Material provided
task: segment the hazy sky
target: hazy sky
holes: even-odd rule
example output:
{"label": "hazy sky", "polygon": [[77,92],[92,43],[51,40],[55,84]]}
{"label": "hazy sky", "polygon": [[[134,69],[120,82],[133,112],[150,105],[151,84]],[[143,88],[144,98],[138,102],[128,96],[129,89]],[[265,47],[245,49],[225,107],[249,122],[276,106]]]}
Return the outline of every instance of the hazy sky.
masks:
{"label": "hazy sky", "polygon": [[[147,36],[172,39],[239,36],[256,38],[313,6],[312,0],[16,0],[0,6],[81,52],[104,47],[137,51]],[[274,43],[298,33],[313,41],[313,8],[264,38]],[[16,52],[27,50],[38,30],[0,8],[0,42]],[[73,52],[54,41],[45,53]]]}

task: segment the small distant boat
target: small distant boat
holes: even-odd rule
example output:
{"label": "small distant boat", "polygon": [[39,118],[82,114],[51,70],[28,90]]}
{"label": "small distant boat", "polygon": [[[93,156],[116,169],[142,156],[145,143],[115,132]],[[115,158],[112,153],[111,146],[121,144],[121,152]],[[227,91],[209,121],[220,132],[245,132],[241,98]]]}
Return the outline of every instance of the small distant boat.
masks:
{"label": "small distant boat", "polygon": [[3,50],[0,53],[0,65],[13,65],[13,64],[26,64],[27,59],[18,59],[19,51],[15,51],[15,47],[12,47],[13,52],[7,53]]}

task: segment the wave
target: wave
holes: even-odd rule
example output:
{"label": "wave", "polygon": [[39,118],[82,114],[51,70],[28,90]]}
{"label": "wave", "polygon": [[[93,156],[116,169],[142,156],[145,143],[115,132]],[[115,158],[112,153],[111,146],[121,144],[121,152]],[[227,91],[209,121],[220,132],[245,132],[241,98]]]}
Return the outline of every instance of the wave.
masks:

Set task
Give back all of the lines above, word for word and unchanged.

Result of the exercise
task: segment the hazy sky
target: hazy sky
holes: even-odd rule
example output:
{"label": "hazy sky", "polygon": [[77,92],[92,43],[51,40],[55,84]]}
{"label": "hazy sky", "polygon": [[[134,69],[120,82],[133,112],[150,105],[151,84]],[[143,88],[144,98],[138,102],[128,96],[129,89]],[[265,47],[245,49],[225,107],[249,122],[276,106]]]}
Return the outline of every instance of the hazy sky.
masks:
{"label": "hazy sky", "polygon": [[[147,36],[172,39],[239,36],[256,38],[313,6],[312,0],[16,0],[0,6],[81,52],[104,47],[137,51]],[[274,43],[298,33],[313,41],[313,8],[264,38]],[[16,52],[27,50],[38,30],[0,8],[0,42]],[[73,52],[54,41],[45,53]]]}

task: segment the small distant boat
target: small distant boat
holes: even-odd rule
example output:
{"label": "small distant boat", "polygon": [[39,118],[82,114],[51,70],[28,90]]}
{"label": "small distant boat", "polygon": [[[93,156],[116,169],[142,156],[145,143],[115,132]],[[115,158],[112,153],[111,146],[121,144],[121,152]],[[227,91],[209,121],[220,132],[245,132],[241,98]]]}
Return the outline of every instance of the small distant boat.
masks:
{"label": "small distant boat", "polygon": [[3,50],[0,53],[0,65],[13,65],[13,64],[26,64],[27,59],[18,59],[19,51],[15,51],[15,47],[12,47],[13,52],[7,53]]}

task: segment the wave
target: wave
holes: even-odd rule
example output:
{"label": "wave", "polygon": [[39,118],[82,114],[51,70],[28,90]]}
{"label": "wave", "polygon": [[[93,156],[116,169],[142,156],[145,143],[115,132]],[[115,158],[112,153],[111,146],[121,144],[121,152]],[[227,91],[209,121],[220,132],[245,132],[241,98]]]}
Return the outline of every instance of the wave.
masks:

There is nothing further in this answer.